Where the string "sleeve" occurs in a line of the data below, that line should be copied.
──────────────────────────────
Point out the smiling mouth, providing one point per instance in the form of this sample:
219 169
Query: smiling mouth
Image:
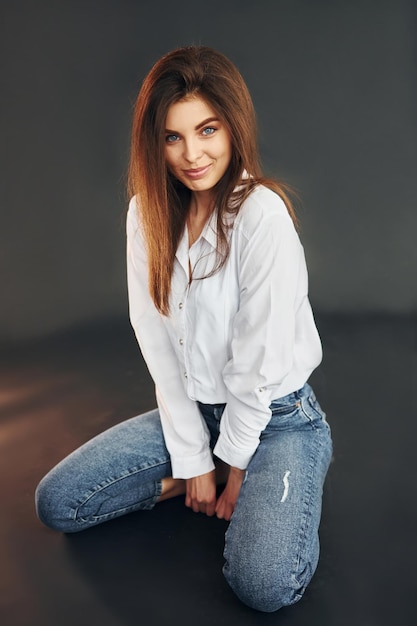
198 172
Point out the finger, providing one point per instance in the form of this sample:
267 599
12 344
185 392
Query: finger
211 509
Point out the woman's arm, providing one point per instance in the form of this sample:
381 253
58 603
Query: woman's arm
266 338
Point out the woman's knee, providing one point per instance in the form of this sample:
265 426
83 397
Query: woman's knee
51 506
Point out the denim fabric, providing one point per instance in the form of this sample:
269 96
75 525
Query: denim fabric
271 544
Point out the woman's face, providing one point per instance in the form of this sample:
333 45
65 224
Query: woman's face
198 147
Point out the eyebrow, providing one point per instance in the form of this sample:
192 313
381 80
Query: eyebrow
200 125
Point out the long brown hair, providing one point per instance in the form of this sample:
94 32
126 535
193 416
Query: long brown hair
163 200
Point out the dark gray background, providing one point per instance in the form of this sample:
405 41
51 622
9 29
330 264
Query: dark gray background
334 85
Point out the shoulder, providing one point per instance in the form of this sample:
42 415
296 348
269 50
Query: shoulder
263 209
──────────────────────────────
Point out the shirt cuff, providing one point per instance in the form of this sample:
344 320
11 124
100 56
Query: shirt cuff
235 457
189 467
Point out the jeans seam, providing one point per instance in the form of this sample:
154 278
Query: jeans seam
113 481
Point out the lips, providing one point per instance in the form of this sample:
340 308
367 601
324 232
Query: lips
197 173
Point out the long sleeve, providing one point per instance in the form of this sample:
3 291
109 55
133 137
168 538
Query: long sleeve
──────────────────────────────
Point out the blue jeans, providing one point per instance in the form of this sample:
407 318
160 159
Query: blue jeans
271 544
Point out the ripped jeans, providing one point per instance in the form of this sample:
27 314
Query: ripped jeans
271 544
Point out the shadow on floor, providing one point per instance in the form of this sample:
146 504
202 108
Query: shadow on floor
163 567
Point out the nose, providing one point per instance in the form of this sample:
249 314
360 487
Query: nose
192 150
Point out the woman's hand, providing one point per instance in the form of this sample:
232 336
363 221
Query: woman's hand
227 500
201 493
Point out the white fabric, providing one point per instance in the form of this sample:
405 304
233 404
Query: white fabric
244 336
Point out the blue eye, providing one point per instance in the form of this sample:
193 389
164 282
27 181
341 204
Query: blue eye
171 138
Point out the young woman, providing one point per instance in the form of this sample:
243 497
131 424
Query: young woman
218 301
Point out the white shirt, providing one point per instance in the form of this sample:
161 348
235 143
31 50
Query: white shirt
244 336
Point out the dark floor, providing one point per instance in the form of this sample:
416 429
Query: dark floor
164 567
──────────────────────────────
Solution:
Point out the long sleeve, providing one point per instance in the form of this sample:
Query: long sleeve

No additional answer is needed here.